I’ve been suffering from a psychological (and physical) breakdown since spring of 2003 and I haven’t completely recovered from it. How could I with all the bizarre stuff that’s been happening to me since them? I’m gonna spare you the details since they’re really depressing, and because this is your thread.
What I meant to tell you is that I know how you must be feeling and that I will keep you in mind everytime I pray for to have the strength to get my life on track again.
I hope everything goes well for you.

Hi! :wave:

Wow, that's quite strange that yours started in spring of 2003...because mine started in about the fall of that same year: headaches, colors, other weird symptoms...it wasn't until the summer of 2004 that I experienced my episode, however. I have not fully recovered, either; even though it's been a year since the breakdown (and almost two years since the original symptoms occurred), I still only feel about half-way there.

Please share with us what is going on in your world. It would not only make ME feel better to talk to someone else who has had a pyschotic breakdown, but it also may make YOU feel better too, which is most important! :)

I would love to talk to another person who went through the same ordeal, share what kind of experiences we've had...that's if, you're comfortable doing so. A pychotic breakdown is a scary thing, I know. If you haven't experienced a full-on psychotic episode yet, I would immediately go to the Doctor, just to be sure.

> _Task statement_: From the breakdown thread above, list every distinct point in time given as a season of a year, each in the thread's wording.

[Records from a collection]
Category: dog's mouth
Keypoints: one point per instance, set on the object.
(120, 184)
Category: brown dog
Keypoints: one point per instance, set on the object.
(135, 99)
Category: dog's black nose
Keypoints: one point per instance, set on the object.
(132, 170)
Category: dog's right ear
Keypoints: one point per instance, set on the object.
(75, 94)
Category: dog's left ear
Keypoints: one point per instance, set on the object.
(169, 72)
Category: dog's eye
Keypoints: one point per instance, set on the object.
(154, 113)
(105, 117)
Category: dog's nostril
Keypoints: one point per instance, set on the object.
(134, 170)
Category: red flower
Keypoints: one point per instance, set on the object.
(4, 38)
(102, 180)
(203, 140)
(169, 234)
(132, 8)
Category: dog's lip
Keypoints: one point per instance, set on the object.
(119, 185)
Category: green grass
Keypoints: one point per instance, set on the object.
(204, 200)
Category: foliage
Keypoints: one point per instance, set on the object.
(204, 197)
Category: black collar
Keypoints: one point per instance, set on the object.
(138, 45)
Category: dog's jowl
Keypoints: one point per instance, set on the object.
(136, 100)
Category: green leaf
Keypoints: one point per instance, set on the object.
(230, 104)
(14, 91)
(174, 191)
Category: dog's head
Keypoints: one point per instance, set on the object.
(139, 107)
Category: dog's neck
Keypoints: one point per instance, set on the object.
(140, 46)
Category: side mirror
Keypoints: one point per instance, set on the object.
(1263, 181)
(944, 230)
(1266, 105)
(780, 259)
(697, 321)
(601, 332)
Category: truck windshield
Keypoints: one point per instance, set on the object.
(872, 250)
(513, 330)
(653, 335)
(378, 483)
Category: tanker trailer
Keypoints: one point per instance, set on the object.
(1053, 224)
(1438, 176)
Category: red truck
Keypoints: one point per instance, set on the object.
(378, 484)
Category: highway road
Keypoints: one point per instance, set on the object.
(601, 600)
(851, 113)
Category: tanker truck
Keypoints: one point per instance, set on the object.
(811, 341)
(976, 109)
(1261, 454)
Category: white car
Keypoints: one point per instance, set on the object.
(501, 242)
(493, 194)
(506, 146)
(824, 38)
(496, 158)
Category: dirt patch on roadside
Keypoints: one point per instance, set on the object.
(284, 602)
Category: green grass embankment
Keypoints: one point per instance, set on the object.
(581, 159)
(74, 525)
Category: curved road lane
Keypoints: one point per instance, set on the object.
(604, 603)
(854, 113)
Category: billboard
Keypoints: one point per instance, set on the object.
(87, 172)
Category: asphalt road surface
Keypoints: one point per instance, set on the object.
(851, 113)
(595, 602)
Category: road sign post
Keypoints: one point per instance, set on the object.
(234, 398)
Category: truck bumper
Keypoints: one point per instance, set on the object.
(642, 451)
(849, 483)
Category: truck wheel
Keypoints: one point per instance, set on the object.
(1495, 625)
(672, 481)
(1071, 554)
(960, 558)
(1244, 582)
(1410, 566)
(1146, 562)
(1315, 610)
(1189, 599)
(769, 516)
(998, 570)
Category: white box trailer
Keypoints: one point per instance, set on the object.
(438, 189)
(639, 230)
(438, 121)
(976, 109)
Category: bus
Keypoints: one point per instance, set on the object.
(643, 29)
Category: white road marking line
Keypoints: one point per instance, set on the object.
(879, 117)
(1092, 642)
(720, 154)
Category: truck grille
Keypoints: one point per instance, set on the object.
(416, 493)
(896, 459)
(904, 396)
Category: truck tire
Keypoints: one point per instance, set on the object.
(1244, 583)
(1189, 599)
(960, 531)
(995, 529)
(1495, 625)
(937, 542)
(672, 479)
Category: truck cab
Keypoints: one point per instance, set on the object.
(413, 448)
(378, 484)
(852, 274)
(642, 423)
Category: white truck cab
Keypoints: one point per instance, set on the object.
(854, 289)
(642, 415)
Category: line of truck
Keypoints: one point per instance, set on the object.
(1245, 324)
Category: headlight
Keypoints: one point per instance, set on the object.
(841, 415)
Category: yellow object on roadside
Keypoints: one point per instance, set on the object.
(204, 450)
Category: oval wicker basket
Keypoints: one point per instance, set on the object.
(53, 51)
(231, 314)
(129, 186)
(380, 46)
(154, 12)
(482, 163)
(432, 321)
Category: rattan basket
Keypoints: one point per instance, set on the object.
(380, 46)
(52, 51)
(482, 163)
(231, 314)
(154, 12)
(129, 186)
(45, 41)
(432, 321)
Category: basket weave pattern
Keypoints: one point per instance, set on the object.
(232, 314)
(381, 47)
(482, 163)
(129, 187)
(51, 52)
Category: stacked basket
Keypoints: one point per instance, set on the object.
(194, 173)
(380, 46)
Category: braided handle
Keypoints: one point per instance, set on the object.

> _Output_:
spring of 2003
fall of that same year
summer of 2004